On 19 August 2011 12:44, Jonathan Jones <eyeonus@gmail.com> wrote:Form recognition is conditional and arbitrary. I already explained that.
> No. A rhino is not a brain. This isn't philosophy. And even philosophy
> disagrees with you anyway. Rhinos and brains have distinct Forms, idealized
> or actualized.
I'm going to try to clarify that in another way. And let's have
"elephant", because there is a gismu for that.
Suppose the elephant brain, lo xanto besna, is so unique that
biologists can differentiate it from all the other types of brains.
There would be at least this sense where one can taxonomically
identify a certain type of brain by the term "xanto". You would then,
according to your view, argue that "lo xanto" should refer to
something more than a brain. That something would be a group of body
parts. Which group? There are countless combinations of body parts. Is
something without the left ear lo xanto? Would something cease to be
lo xanto if hunters removed its tusks? Or would any combination of
body parts do, as long as 'it' is alive? If so, then the group
combination wouldn't be essential. What would definitively make
something lo xanto would be not some mereological conditions like
"being more than a brain" but the event of being alive in whatever
form that can be identified by the term "xanto", which would include
the type of the brain. And, if our technology were so advanced that we
could keep the brain alive independently of other organs, we could
call that brain lo xanto. I can imagine conversations like:
A: lo vi besna cu mo
B: xanto
C: lo vu xanto cu mo
D: besna
You might suggest that lo xanto need not be alive, that we can call a
dead body lo xanto. And I would agree. But again, what body? Which
combination of body parts?
What does most commonly and objectively remain about lo xanto over the
different states of being alive and dead? What is the most basic
picture of lo xanto, if any, that persists throughout the process of
birth and decay? You mentioned actualization; actualization through
what? I would say DNA, in this case. The hereditary blueprint, the
Form of "xanto", if any, is the genome, the information encoded in
DNA. Wherever is an elephant DNA, we can recognize the identity of lo
xanto. What you would call an actualized xanto is a developed image, a
projection, from the more fundamental xanto, the genome.
If parts of the projection such as an ear or tusks are compromised for
whatever physical reasons (e.g. diseases, ionizing radiation, bullets,
blades), the overall identification of lo xanto would still be
possible based on an analysis of the DNA, the projector of the genome,
from whichever remaining part. In other words, lo xanto resides in
every part of lo xanto. The whole qualitatively permeates, if not
quantitatively identical to, the parts. Conversely, it could happen
that you consider something to be lo xanto based on its macroscopic
(human-friendly) appearance but its genome is scientifically
classified as lo na'e xanto. What exactly is the basis of the Form of
"xanto" that you would say is distinct and unique?

> **REQUIRED WORK**: Transcribe everything in the passage about "xanto" from "What does most" down to "xanto, the genome.", keeping every word and punctuation mark unchanged. The data after this point are separate material, unrelated to the passage about "xanto."

> **SUPPLIED DATA**:
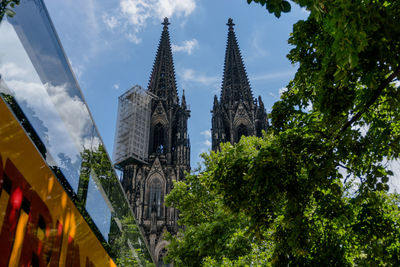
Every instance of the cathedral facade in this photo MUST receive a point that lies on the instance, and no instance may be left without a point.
(236, 113)
(147, 183)
(148, 180)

> **RESPONSE AREA**:
What does most commonly and objectively remain about lo xanto over the
different states of being alive and dead? What is the most basic
picture of lo xanto, if any, that persists throughout the process of
birth and decay? You mentioned actualization; actualization through
what? I would say DNA, in this case. The hereditary blueprint, the
Form of "xanto", if any, is the genome, the information encoded in
DNA. Wherever is an elephant DNA, we can recognize the identity of lo
xanto. What you would call an actualized xanto is a developed image, a
projection, from the more fundamental xanto, the genome.